*** Block opens ***
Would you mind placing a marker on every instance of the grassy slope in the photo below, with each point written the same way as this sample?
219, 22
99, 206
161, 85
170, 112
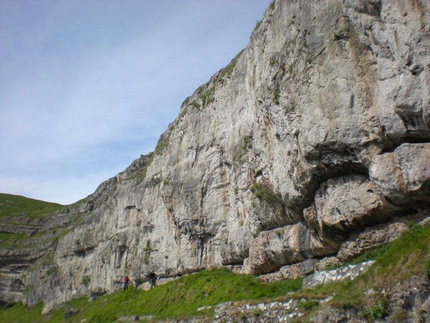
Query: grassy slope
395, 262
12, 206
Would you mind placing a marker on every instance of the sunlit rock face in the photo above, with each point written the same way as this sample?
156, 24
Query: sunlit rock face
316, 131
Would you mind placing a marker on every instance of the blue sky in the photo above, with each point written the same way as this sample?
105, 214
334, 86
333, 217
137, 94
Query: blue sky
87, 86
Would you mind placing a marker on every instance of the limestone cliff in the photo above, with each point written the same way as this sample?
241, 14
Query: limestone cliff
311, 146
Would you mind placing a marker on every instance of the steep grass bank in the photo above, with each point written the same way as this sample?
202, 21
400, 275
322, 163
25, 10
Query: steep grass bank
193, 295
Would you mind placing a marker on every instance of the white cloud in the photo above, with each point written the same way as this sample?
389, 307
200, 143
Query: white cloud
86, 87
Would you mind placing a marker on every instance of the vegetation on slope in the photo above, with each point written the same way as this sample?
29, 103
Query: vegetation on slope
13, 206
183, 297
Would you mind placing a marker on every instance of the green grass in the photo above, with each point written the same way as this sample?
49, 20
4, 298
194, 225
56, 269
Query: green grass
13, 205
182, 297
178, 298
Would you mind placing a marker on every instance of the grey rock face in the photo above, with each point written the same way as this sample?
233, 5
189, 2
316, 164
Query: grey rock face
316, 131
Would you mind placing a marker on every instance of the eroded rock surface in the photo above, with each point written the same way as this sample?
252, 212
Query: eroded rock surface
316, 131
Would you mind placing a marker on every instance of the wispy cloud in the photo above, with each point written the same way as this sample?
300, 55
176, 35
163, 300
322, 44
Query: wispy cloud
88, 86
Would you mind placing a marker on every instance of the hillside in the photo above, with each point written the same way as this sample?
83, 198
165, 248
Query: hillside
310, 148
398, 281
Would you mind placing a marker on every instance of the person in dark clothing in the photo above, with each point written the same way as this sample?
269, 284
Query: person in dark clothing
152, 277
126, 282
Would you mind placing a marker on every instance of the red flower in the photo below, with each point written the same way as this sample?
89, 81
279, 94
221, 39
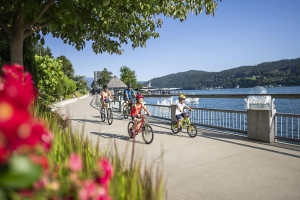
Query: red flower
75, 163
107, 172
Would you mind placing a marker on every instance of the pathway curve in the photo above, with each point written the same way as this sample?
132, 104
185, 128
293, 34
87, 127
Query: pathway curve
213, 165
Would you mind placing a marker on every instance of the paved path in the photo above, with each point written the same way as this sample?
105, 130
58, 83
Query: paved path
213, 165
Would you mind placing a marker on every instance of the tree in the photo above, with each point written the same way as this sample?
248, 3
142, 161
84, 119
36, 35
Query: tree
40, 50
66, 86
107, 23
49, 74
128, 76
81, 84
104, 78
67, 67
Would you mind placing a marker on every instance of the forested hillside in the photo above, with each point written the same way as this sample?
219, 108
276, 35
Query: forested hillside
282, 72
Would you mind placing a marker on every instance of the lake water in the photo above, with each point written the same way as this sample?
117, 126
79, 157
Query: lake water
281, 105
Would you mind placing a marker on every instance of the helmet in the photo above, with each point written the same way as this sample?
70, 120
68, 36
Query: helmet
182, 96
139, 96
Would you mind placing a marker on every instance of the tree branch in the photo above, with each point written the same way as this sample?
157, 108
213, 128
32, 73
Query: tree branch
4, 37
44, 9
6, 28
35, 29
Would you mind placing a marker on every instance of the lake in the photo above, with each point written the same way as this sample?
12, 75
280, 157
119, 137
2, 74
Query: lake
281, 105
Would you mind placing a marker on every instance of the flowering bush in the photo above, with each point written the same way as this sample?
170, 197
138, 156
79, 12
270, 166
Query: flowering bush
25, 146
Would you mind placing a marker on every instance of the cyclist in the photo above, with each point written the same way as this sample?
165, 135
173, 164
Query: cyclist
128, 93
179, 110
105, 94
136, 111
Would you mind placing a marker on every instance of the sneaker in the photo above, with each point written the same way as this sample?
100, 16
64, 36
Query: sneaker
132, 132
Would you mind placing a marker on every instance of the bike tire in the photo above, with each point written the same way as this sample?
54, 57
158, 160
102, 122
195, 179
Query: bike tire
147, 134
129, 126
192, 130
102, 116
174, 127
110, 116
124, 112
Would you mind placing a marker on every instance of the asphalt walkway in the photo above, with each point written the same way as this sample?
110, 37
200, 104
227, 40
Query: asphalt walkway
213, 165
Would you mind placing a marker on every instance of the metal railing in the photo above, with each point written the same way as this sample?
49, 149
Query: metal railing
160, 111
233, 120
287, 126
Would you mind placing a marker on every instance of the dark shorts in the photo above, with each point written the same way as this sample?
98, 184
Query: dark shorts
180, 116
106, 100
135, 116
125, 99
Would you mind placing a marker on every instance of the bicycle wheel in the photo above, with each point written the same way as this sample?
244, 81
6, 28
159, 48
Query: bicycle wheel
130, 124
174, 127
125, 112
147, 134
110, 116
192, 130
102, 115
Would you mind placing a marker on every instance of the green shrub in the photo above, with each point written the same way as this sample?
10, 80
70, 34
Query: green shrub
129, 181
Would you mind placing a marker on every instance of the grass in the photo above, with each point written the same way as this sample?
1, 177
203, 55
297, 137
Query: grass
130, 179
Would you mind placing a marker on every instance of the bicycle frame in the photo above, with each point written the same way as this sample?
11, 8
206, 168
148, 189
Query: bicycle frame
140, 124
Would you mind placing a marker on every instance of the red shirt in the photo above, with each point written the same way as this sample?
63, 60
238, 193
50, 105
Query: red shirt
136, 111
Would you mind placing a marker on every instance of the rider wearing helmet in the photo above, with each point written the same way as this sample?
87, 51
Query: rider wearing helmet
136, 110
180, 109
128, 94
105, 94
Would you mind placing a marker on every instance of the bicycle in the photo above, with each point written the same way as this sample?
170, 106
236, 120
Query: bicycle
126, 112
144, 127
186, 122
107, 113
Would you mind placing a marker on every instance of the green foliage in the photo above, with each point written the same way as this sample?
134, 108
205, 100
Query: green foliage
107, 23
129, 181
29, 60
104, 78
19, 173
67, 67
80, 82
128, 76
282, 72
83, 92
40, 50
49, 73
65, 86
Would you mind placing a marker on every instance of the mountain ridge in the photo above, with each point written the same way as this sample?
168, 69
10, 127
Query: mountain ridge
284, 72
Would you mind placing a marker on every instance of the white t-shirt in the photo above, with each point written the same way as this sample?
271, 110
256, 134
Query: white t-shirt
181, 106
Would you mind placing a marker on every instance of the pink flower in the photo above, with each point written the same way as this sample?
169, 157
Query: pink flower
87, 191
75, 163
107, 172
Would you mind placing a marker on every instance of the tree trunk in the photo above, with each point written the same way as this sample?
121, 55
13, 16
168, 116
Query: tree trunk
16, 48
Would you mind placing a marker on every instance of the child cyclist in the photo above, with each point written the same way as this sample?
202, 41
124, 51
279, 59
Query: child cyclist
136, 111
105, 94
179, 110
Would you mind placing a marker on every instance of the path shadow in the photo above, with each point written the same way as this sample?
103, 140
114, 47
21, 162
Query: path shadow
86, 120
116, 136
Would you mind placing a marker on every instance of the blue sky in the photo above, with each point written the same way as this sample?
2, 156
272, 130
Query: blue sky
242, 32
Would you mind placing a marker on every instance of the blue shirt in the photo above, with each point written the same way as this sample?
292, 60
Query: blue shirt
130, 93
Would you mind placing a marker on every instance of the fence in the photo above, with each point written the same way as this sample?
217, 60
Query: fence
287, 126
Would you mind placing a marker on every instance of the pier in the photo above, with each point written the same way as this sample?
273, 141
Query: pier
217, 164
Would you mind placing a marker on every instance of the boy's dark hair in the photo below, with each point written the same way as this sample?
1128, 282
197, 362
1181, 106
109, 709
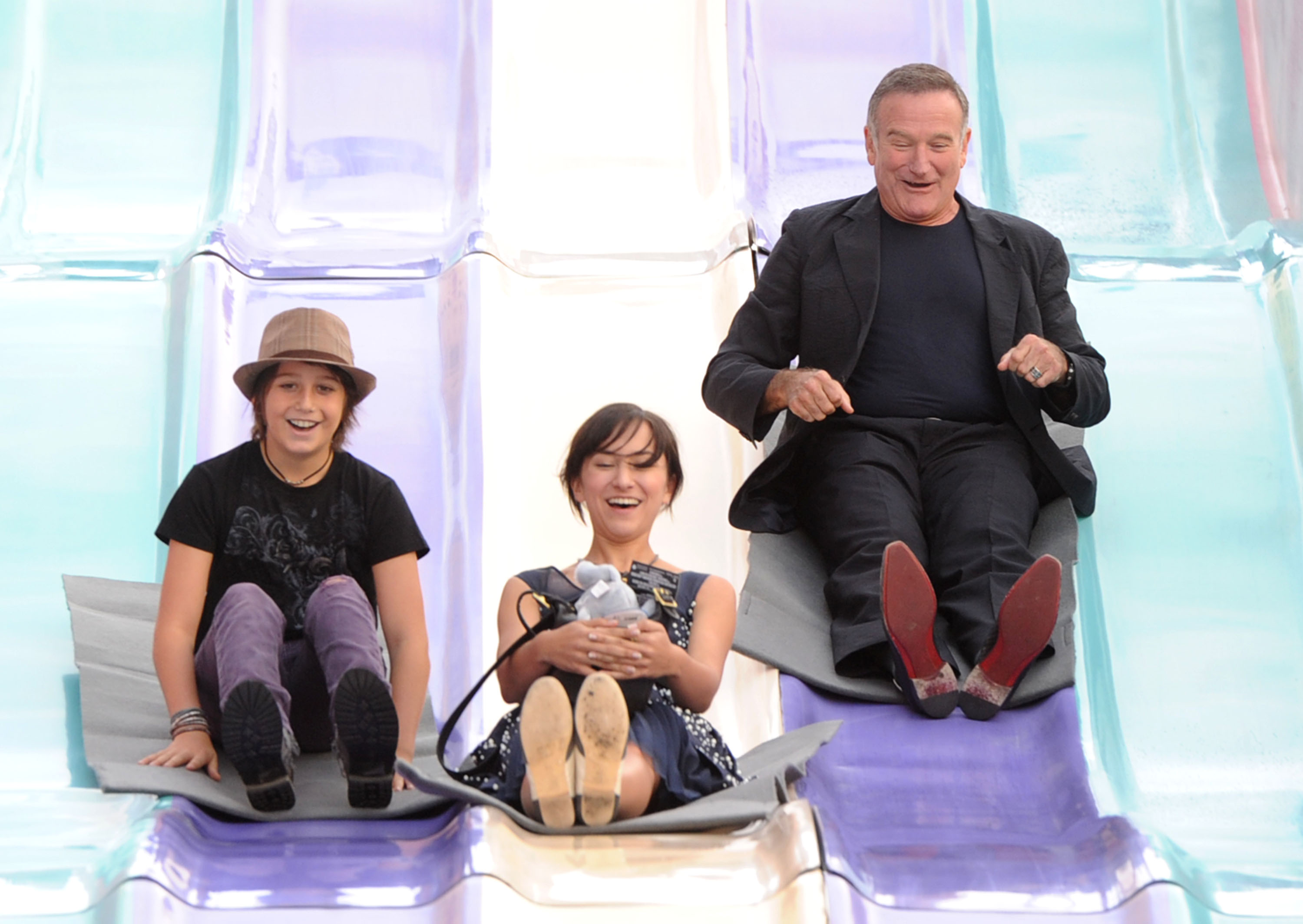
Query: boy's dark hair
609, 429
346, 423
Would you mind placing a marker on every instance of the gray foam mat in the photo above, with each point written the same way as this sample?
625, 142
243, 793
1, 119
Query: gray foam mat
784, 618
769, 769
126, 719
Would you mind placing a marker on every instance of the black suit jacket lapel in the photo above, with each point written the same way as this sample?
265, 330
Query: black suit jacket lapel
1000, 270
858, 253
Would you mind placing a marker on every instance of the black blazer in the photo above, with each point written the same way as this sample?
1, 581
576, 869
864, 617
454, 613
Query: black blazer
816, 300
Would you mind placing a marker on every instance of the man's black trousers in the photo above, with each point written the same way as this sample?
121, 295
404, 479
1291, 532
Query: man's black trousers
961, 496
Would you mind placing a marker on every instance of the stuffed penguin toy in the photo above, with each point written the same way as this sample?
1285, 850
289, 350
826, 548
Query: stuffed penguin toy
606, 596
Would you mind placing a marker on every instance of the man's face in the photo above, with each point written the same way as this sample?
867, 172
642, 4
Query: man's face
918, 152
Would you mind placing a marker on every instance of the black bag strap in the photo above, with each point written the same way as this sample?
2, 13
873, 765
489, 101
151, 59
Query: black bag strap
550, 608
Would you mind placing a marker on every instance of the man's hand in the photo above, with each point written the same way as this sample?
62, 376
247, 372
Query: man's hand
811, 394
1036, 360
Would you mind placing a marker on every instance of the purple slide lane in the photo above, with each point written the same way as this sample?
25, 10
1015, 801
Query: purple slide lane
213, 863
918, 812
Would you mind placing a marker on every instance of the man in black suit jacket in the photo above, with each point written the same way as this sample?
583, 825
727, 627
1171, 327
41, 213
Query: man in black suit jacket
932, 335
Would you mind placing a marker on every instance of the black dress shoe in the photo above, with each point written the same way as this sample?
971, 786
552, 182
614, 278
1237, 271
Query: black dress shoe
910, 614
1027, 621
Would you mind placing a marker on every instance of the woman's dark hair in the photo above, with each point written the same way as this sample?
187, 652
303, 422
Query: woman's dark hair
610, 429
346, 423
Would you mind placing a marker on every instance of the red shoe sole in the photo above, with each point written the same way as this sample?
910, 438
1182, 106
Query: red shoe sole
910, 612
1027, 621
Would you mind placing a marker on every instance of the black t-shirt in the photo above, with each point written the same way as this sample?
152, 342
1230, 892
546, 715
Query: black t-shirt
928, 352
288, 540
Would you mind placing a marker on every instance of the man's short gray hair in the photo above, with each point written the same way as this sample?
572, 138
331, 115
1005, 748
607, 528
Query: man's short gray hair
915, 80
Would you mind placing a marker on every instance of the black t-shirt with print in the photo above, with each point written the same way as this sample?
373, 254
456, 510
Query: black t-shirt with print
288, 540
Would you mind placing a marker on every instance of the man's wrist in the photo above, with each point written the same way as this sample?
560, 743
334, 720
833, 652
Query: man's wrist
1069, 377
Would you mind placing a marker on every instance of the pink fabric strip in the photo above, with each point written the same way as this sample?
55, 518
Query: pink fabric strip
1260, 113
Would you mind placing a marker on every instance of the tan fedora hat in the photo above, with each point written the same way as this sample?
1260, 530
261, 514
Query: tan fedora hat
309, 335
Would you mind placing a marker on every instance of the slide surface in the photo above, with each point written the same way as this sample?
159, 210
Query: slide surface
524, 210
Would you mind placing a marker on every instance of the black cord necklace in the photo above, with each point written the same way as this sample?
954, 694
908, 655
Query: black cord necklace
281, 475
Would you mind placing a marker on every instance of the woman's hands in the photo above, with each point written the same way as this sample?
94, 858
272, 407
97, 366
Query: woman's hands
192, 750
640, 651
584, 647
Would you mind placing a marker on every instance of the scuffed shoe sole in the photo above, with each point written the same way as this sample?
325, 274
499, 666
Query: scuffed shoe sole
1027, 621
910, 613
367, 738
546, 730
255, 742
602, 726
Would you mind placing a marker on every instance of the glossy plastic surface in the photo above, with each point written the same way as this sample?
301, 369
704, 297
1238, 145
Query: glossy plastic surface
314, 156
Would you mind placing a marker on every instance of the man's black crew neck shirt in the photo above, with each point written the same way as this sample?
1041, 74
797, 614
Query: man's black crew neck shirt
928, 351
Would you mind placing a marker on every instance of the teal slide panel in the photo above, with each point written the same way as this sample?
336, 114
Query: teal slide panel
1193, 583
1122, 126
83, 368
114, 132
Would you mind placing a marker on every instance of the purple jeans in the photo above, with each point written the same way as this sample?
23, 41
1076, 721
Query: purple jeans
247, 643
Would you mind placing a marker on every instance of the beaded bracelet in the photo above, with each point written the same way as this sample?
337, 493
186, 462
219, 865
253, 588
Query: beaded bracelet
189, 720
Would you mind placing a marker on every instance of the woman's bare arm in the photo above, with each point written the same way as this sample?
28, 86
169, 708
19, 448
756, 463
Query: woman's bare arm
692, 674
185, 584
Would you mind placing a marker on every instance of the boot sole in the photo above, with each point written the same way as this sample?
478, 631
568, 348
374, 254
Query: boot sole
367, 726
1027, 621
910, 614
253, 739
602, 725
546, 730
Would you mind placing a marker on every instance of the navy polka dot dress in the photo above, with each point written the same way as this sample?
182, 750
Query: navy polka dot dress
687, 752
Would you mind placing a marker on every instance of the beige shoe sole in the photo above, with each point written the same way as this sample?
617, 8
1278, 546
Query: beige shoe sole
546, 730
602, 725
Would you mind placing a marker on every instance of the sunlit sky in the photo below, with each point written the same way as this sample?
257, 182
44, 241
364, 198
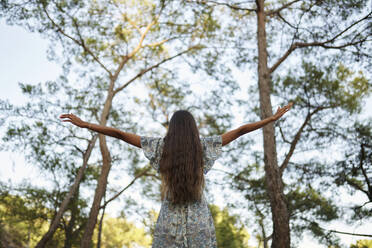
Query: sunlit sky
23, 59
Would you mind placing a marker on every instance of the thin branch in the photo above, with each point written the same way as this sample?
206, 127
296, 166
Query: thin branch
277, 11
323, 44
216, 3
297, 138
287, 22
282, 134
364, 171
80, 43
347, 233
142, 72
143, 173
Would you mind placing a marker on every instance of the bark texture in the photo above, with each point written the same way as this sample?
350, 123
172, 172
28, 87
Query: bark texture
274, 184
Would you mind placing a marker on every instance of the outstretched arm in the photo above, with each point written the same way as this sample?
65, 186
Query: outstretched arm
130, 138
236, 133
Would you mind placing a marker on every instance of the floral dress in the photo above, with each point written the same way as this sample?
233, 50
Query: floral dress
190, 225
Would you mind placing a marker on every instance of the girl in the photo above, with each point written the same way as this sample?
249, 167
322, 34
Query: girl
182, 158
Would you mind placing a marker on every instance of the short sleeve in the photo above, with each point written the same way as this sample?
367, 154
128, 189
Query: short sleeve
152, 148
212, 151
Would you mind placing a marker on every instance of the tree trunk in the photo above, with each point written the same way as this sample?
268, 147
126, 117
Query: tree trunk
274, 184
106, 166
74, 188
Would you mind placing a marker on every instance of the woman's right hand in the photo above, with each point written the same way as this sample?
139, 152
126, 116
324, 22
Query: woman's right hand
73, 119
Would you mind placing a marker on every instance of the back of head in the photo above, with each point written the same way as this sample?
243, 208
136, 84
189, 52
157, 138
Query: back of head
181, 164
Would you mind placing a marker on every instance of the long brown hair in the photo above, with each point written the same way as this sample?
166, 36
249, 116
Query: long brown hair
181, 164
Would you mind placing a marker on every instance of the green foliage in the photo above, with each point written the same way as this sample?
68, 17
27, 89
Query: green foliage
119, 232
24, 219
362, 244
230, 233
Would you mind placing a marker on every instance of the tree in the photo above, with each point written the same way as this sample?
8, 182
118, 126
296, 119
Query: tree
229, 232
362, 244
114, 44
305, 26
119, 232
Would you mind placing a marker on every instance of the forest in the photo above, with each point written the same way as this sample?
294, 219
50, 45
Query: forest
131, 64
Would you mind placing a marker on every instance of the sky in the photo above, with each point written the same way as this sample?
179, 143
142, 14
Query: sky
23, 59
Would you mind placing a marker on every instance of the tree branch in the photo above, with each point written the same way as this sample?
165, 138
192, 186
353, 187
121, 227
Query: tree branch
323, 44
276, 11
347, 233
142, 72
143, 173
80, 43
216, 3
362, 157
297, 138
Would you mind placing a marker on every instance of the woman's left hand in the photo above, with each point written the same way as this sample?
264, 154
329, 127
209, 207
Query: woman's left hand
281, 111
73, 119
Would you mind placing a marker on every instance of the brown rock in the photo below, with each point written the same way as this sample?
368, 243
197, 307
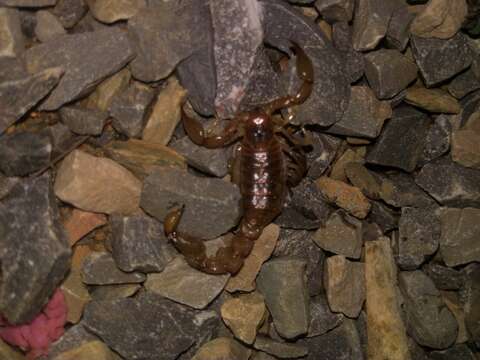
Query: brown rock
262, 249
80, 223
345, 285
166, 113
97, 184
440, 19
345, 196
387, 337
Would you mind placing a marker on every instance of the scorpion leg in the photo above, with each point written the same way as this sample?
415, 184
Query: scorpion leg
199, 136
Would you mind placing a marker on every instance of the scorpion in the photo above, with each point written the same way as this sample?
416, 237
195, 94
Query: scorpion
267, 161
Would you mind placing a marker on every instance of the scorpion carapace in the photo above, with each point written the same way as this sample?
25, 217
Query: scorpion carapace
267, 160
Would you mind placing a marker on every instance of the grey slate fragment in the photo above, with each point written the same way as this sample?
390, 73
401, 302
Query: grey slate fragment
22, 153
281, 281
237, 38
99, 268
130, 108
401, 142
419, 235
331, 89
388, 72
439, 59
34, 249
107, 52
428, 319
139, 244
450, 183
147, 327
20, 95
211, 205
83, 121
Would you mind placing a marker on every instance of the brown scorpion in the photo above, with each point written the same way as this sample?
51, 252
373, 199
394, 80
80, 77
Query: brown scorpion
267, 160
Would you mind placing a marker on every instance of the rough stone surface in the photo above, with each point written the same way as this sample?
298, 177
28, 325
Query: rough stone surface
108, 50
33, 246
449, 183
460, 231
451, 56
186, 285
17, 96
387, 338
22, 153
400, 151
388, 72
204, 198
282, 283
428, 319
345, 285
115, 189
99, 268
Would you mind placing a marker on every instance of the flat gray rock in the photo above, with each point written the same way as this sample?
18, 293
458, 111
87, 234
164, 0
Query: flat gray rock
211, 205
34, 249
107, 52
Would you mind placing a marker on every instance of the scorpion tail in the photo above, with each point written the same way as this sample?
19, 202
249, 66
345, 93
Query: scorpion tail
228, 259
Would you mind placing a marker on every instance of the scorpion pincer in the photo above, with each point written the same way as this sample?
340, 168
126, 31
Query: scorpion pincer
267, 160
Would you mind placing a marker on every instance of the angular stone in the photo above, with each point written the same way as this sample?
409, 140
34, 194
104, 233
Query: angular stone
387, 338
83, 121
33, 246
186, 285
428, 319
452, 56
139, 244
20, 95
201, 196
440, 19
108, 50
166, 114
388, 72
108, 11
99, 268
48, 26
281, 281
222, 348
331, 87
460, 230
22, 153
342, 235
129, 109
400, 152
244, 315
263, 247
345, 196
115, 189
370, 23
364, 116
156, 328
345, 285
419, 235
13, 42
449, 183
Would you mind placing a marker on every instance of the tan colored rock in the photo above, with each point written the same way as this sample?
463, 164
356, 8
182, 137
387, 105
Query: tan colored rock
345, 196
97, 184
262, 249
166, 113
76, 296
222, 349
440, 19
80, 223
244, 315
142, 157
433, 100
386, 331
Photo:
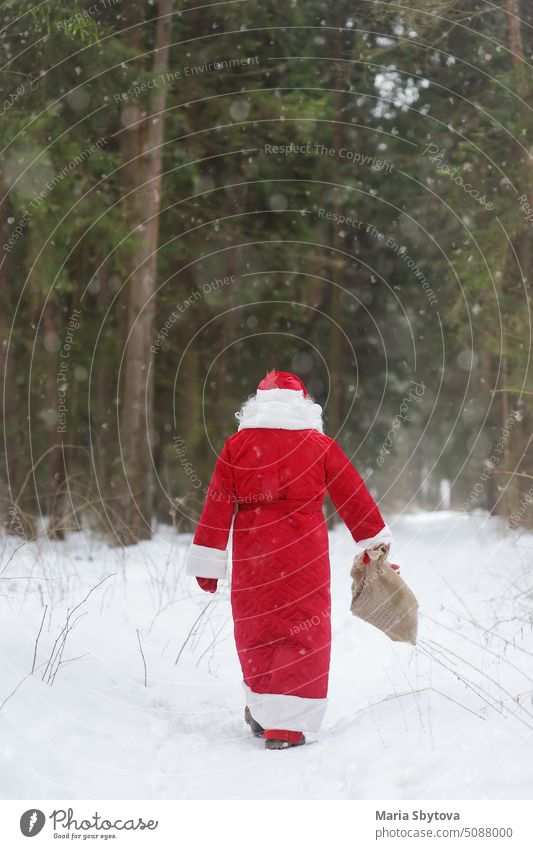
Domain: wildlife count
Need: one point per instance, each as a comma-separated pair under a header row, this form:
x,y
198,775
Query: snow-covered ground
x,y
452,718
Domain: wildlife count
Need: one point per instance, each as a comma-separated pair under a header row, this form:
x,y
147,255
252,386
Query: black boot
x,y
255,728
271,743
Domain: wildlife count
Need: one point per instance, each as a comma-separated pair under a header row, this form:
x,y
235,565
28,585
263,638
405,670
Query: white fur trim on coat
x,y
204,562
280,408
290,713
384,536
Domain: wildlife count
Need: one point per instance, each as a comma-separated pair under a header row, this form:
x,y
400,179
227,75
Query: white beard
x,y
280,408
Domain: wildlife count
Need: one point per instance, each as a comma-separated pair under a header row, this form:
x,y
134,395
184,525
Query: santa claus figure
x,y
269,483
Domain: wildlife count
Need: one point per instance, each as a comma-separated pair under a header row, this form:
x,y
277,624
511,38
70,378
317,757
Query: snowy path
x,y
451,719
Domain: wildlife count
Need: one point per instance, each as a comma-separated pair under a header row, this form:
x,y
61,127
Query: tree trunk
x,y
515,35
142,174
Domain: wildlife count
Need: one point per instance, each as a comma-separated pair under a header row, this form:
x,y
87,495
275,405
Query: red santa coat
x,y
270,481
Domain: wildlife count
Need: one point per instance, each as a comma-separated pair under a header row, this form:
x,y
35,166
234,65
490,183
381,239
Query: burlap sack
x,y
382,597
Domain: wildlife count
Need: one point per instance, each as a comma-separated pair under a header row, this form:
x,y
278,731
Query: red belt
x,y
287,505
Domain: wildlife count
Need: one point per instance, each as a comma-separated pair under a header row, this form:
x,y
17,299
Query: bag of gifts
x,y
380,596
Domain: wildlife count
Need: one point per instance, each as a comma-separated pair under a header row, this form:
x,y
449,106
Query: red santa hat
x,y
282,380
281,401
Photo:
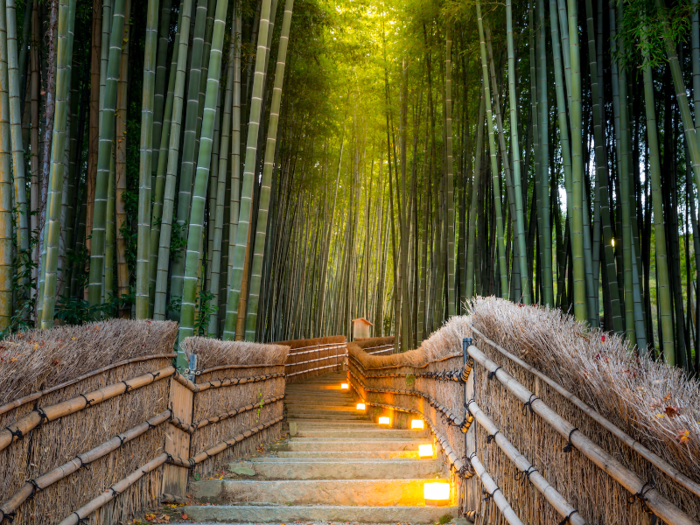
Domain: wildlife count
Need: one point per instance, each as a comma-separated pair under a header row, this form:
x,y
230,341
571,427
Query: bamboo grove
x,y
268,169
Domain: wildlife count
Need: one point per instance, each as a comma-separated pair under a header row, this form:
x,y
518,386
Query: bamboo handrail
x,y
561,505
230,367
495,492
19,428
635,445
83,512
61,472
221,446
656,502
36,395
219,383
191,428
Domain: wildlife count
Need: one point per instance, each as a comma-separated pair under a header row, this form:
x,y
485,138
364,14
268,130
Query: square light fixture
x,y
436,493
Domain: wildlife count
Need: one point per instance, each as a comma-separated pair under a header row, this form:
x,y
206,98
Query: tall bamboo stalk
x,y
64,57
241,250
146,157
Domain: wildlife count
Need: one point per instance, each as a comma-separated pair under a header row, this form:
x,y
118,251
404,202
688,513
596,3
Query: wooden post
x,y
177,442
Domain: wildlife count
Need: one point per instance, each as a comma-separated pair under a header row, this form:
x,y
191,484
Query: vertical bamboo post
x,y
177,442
*** Block closes ***
▶ **WORK TO BE COMPLETED**:
For the string "below", give the number of lines in the records that contain it and nothing besides.

▶ **REPLY**:
5